'''

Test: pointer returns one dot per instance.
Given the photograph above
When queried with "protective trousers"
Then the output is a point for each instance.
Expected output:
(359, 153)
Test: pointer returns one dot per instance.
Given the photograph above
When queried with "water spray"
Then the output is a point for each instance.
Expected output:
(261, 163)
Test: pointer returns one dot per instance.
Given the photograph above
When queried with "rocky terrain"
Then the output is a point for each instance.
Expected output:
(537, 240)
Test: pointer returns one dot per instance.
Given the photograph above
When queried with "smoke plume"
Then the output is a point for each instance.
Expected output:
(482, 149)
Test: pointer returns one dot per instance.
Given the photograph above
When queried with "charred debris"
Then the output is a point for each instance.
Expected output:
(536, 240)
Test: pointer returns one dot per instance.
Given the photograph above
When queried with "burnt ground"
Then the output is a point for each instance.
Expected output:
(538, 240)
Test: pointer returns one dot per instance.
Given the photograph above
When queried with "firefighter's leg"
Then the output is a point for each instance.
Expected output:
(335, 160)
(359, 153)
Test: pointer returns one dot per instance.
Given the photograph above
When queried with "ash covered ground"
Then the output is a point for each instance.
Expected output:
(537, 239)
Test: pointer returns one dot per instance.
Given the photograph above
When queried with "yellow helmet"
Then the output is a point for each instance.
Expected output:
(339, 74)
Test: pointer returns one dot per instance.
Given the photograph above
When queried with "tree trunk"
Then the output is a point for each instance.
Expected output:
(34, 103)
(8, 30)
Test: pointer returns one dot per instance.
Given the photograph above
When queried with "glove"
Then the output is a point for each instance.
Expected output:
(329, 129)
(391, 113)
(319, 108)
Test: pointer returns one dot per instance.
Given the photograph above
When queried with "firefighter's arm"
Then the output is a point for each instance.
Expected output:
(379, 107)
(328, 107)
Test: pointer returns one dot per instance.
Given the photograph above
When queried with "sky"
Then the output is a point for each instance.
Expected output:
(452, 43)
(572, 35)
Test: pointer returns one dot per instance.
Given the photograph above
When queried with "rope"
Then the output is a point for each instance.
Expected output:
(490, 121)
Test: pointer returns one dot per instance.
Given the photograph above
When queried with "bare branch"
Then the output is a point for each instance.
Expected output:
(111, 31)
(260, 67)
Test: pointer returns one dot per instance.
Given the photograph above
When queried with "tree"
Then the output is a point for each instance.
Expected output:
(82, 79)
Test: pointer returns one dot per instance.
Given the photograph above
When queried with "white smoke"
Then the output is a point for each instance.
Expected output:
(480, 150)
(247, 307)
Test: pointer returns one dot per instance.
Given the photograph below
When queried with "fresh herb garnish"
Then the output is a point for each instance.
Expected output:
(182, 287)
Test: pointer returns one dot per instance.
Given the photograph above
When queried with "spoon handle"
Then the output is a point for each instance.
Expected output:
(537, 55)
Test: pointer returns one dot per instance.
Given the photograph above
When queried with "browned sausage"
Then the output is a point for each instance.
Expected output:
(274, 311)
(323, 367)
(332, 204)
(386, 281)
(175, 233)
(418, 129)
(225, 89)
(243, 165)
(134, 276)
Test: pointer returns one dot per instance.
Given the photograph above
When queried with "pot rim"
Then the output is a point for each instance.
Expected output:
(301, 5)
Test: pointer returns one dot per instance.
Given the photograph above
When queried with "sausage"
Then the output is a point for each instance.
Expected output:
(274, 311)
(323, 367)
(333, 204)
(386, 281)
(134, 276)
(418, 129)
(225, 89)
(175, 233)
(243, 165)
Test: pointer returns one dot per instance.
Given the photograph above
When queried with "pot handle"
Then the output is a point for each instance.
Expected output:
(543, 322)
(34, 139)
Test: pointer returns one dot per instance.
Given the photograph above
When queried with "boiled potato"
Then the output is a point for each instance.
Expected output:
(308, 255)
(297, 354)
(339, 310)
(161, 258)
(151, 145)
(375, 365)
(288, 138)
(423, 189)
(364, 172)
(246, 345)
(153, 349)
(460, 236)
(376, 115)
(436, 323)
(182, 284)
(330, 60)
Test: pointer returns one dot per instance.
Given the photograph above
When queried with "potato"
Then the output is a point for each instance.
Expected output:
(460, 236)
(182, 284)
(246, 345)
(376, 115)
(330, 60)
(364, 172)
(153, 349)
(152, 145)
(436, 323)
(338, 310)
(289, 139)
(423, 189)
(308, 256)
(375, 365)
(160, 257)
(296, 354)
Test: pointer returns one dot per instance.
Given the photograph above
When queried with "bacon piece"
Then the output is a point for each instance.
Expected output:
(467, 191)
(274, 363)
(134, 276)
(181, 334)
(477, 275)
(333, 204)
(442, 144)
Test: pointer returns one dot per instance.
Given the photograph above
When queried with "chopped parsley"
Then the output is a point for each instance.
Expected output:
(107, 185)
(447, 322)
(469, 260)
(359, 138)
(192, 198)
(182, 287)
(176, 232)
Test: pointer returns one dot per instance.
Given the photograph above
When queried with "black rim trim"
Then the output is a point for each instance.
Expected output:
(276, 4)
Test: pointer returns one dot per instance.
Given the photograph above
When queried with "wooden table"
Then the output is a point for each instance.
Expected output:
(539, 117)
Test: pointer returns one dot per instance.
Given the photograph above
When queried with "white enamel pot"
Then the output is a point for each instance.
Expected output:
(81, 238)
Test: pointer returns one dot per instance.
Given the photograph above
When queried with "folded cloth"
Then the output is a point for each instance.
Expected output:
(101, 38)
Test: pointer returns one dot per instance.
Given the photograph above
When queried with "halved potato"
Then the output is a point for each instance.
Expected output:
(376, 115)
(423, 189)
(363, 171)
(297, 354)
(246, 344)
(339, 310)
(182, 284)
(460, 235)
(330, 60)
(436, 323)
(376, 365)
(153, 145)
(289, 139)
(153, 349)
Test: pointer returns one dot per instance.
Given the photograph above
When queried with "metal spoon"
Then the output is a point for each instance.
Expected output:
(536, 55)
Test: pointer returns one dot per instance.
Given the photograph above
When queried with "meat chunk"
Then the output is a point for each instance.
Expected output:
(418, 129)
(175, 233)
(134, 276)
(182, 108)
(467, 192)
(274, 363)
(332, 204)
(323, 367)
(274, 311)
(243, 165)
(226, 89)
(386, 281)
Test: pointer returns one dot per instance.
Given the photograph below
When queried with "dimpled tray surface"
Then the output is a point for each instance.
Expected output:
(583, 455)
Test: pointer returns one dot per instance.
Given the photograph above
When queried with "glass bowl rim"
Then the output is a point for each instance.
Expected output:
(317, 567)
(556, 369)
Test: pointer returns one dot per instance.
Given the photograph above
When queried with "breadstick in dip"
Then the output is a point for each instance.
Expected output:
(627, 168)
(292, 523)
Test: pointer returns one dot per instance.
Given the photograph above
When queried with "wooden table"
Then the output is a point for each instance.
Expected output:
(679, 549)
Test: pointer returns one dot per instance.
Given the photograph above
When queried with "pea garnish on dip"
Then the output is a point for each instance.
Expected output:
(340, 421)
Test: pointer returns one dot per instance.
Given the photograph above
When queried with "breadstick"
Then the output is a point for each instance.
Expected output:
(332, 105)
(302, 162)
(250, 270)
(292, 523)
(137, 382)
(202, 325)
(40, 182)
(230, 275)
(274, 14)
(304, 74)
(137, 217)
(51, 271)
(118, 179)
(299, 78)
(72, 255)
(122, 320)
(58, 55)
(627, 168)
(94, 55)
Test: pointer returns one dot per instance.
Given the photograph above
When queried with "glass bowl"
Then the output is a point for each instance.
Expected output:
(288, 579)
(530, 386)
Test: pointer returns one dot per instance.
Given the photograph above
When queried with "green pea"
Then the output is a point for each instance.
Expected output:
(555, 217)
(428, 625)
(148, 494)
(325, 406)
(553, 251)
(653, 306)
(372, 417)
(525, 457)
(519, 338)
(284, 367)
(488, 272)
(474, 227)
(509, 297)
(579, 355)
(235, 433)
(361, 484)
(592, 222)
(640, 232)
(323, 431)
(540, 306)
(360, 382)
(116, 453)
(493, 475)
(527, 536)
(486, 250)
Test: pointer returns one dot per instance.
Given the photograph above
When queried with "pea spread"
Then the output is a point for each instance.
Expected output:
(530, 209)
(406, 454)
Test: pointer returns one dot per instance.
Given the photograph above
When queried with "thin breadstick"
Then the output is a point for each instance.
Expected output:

'''

### Problem to work on
Locate every line in the records that contains the word "white" and copy each of those lines.

### Solution to this problem
When queried with "white smoke"
When queried with "white enamel pot"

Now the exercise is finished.